### Dataset
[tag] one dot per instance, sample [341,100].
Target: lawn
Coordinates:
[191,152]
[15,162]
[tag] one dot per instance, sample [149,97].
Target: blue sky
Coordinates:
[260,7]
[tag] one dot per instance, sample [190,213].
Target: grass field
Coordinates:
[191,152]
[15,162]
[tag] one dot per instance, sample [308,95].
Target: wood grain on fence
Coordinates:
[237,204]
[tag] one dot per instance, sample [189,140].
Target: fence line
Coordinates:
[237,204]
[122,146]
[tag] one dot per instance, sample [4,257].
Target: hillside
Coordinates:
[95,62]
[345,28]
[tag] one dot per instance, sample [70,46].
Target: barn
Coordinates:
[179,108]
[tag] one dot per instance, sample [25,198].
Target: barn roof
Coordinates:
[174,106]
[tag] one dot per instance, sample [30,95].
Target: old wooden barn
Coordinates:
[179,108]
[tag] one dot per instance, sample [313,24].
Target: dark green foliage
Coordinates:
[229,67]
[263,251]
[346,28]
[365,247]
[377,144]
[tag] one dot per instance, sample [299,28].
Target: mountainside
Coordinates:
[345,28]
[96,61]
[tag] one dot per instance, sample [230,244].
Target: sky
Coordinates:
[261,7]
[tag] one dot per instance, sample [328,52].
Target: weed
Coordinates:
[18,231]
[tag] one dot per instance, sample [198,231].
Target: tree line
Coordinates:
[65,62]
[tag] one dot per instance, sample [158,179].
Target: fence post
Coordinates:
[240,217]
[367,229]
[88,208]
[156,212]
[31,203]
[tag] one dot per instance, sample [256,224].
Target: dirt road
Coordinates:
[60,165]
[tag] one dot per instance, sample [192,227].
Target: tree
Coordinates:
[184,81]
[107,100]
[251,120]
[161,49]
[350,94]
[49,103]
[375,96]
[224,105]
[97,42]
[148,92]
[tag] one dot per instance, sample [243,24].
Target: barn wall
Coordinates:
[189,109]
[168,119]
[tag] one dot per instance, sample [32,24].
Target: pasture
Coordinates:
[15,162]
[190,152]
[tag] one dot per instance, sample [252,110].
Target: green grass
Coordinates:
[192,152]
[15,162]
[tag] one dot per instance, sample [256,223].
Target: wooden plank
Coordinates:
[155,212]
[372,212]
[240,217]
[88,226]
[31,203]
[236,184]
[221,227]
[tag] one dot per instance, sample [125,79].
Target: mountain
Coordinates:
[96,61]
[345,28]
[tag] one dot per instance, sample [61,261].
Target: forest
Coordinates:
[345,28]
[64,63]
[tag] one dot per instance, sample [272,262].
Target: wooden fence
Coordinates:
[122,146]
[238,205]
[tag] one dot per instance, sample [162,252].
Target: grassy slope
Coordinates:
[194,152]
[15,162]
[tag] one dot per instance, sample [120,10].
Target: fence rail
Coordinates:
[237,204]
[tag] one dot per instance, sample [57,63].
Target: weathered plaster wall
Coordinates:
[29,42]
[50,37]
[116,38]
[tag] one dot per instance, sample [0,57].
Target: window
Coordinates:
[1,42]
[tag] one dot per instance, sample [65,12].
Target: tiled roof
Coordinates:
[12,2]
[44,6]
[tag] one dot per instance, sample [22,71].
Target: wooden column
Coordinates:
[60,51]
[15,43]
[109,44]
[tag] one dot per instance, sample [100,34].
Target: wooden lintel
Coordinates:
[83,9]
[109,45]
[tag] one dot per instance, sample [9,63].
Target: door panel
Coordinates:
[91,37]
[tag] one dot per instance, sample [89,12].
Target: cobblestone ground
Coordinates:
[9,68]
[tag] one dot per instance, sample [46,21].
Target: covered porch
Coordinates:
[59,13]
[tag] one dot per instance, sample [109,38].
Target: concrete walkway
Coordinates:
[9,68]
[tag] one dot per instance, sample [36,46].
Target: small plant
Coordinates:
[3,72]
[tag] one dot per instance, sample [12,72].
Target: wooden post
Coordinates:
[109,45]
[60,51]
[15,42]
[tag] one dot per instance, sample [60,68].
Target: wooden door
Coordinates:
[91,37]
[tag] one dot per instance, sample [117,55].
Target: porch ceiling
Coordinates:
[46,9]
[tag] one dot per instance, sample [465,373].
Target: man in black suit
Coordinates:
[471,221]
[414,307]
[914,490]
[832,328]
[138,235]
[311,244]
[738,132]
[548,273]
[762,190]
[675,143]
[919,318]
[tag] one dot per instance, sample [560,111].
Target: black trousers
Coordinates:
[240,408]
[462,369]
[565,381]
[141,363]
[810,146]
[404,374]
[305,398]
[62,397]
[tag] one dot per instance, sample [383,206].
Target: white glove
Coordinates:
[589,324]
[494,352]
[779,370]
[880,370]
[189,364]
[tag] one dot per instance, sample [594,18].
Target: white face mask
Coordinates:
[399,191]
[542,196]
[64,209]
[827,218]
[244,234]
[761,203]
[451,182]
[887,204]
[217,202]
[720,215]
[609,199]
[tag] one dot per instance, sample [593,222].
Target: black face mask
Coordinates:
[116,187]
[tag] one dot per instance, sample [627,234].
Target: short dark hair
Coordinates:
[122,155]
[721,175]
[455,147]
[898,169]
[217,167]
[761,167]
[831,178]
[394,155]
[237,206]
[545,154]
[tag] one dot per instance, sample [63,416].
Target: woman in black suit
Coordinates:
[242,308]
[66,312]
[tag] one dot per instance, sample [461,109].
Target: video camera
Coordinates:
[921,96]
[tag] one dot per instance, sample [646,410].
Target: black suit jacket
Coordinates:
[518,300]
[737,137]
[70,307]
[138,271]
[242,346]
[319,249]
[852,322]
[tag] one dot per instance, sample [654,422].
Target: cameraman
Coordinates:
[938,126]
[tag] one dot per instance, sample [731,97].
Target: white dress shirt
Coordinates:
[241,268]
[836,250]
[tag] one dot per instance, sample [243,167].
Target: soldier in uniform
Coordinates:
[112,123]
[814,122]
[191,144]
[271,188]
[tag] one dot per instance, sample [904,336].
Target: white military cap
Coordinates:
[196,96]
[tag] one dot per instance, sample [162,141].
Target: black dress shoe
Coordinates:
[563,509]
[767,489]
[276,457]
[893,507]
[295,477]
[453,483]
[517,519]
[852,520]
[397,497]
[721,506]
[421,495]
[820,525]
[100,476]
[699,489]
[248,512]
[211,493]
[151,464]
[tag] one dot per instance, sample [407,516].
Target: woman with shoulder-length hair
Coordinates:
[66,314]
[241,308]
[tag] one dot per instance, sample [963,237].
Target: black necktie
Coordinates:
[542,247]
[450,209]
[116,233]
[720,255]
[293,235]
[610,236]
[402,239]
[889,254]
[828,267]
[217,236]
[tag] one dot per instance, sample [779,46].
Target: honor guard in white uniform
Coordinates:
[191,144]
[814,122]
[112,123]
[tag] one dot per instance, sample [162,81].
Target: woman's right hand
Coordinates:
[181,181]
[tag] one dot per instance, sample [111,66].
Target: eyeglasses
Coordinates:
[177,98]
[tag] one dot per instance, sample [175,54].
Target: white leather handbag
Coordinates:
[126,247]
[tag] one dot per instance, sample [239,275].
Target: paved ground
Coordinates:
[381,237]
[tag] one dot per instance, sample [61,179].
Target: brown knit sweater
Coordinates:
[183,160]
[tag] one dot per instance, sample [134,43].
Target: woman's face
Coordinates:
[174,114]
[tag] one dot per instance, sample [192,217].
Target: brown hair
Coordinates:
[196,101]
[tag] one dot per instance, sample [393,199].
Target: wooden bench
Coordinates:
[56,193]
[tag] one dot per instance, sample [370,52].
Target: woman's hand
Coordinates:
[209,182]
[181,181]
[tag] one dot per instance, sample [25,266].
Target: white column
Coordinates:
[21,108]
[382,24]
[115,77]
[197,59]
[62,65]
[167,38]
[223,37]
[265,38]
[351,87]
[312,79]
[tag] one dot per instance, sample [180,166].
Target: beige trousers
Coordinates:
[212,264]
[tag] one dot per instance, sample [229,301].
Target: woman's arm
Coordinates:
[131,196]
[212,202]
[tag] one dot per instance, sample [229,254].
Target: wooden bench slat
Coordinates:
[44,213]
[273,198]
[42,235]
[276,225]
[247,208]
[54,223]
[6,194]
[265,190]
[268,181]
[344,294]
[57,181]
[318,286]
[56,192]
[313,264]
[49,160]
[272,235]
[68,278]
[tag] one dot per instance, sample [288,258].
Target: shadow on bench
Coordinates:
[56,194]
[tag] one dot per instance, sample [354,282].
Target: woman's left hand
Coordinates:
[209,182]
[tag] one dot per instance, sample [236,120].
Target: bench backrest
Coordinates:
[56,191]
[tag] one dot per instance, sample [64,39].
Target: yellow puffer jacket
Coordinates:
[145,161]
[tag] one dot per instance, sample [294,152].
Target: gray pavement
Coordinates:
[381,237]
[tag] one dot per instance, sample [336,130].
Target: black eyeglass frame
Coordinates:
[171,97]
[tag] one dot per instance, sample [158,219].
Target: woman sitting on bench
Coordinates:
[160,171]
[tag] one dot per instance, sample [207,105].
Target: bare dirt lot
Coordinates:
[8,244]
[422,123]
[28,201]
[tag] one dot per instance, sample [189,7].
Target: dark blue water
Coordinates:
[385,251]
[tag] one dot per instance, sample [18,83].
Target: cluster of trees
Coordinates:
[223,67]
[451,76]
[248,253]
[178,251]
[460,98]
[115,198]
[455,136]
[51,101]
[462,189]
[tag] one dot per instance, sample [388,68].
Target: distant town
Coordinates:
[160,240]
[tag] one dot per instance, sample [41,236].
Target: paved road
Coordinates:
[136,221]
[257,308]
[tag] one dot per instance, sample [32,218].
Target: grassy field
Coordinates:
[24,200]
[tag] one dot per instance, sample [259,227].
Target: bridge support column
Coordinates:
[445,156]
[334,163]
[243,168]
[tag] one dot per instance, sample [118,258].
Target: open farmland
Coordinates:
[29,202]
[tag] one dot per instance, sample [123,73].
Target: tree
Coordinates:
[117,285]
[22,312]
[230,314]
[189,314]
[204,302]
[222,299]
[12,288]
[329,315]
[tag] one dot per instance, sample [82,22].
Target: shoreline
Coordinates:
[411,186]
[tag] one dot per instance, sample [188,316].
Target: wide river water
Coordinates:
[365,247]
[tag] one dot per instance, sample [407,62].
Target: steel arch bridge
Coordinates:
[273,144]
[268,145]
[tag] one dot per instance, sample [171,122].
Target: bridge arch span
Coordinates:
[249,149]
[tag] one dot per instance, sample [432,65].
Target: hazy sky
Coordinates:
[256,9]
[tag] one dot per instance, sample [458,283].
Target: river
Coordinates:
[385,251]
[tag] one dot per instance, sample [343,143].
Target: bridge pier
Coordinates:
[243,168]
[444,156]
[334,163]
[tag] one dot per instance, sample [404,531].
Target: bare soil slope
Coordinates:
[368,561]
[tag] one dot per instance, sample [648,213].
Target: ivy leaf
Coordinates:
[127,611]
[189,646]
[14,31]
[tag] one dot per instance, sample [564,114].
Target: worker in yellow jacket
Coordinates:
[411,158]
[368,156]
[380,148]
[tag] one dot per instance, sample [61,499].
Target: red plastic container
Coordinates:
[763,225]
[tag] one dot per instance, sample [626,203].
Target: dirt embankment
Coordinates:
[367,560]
######
**Directive**.
Copy word for word everything in the material above, from the line containing "[tag] one dot per instance, sample [648,213]." down to its final line.

**Output for this exercise**.
[tag] one dot per instance, sample [648,213].
Target: ivy leaf
Coordinates:
[127,611]
[189,646]
[14,31]
[tag] one dot per instance, sample [564,114].
Target: worker in yellow jacket
Coordinates:
[411,158]
[368,156]
[380,148]
[tag] one dot per instance, sample [61,499].
Target: red plastic container
Coordinates:
[763,225]
[tag] one dot per instance, sample [626,203].
Target: dirt embankment
Coordinates:
[367,560]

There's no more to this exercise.